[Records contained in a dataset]
★ ★ ★
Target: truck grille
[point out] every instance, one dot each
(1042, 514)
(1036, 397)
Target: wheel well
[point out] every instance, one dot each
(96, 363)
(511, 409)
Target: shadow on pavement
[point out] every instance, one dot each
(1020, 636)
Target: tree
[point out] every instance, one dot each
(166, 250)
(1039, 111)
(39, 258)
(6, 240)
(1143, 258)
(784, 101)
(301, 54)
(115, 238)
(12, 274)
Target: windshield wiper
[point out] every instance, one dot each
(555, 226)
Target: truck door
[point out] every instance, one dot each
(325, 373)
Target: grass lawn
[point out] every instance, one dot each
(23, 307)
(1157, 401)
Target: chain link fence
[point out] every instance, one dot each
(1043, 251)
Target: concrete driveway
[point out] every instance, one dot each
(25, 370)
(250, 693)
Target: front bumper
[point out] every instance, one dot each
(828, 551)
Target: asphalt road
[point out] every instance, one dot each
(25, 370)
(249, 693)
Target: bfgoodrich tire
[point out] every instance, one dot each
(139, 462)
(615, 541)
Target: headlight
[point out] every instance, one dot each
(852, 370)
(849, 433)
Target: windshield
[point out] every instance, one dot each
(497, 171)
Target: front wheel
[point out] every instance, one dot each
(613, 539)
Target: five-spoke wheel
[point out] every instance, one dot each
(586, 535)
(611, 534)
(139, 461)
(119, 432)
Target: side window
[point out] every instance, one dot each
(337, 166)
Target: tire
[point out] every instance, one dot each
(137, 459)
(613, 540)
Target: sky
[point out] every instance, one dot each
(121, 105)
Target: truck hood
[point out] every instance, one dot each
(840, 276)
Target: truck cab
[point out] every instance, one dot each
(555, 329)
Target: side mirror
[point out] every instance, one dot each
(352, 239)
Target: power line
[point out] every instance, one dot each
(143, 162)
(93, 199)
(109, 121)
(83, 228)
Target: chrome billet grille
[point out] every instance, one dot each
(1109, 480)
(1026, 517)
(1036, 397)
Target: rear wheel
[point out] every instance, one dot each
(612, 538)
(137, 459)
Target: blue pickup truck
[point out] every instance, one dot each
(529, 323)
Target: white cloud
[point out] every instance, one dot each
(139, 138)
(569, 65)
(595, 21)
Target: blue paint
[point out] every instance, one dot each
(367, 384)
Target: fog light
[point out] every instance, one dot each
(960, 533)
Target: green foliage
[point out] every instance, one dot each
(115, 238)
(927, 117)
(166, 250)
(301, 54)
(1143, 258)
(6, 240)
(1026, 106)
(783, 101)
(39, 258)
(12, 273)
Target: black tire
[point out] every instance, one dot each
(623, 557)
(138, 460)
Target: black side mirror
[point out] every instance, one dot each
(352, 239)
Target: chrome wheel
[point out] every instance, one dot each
★ ★ ★
▶ Set exercise:
Return every line of the material exactly.

▶ The response:
Target: truck grille
[point out] every instance, one dot each
(1042, 514)
(1036, 397)
Target: wheel well
[point out] every instance, one dot each
(96, 363)
(511, 409)
Target: shadow on pavement
[point out] every instance, one dot each
(1020, 636)
Target: tree
[point out] every instance, one dot each
(166, 250)
(1039, 111)
(39, 258)
(6, 240)
(1143, 258)
(784, 101)
(301, 54)
(115, 238)
(12, 274)
Target: windshield wiper
[point out] every instance, one dot each
(555, 226)
Target: truck door
[point out] every instance, one dot each
(325, 373)
Target: grass lawn
[point out] every instance, one dot each
(23, 307)
(1157, 401)
Target: chain link fence
[point out] every instance, one dot each
(1043, 251)
Target: concrete driveway
[point out] every instance, one dot each
(25, 370)
(250, 693)
Target: front bumper
[point out] every instance, one dot each
(828, 551)
Target: asphalt road
[point out] every instance, one dot each
(25, 370)
(249, 693)
Target: bfgoodrich tire
[point out] every instance, one dot each
(139, 462)
(615, 541)
Target: headlight
[point out] every instance, one dot each
(852, 370)
(849, 433)
Target: windshield
[point out] every instance, one dot each
(497, 171)
Target: front wheel
[point out] every instance, one dot each
(613, 539)
Target: five-spoke wheel
[point out] every instance, one dot each
(586, 535)
(611, 534)
(139, 461)
(119, 432)
Target: side window
[point out] every instance, one dot each
(337, 166)
Target: tire
[point out] every instance, one dot each
(137, 459)
(613, 540)
Target: sky
[point out] every instance, one dot each
(121, 105)
Target: truck hood
[point out] every instance, one dot each
(840, 276)
Target: truck cab
[point out] every instance, one dot each
(555, 329)
Target: side mirror
[point out] every instance, one dot each
(352, 239)
Target: power line
[point out] every instance, one dot each
(143, 162)
(93, 199)
(109, 121)
(83, 228)
Target: chrome billet grille
[point out] every instance, one dot each
(1109, 480)
(1026, 517)
(1036, 397)
Target: rear wheel
[point out] every instance, one dot each
(612, 538)
(137, 459)
Target: blue pickup truck
[point out] every instance, one dot each
(529, 323)
Target: white cloud
[point out] every instance, one dot each
(139, 138)
(569, 65)
(595, 21)
Target: blue paint
[point out] every instance, one dot each
(367, 384)
Target: fog light
[point out] every instance, one dot each
(960, 533)
Target: green foliage
[point out] every instance, one dot each
(115, 238)
(927, 117)
(166, 250)
(301, 54)
(1143, 258)
(6, 240)
(1026, 106)
(783, 101)
(39, 258)
(12, 273)
Target: black tire
[point out] every instance, one dot each
(623, 557)
(138, 460)
Target: black side mirror
[point out] every instance, one dot each
(352, 239)
Target: chrome wheel
[point out] every instance, one dot each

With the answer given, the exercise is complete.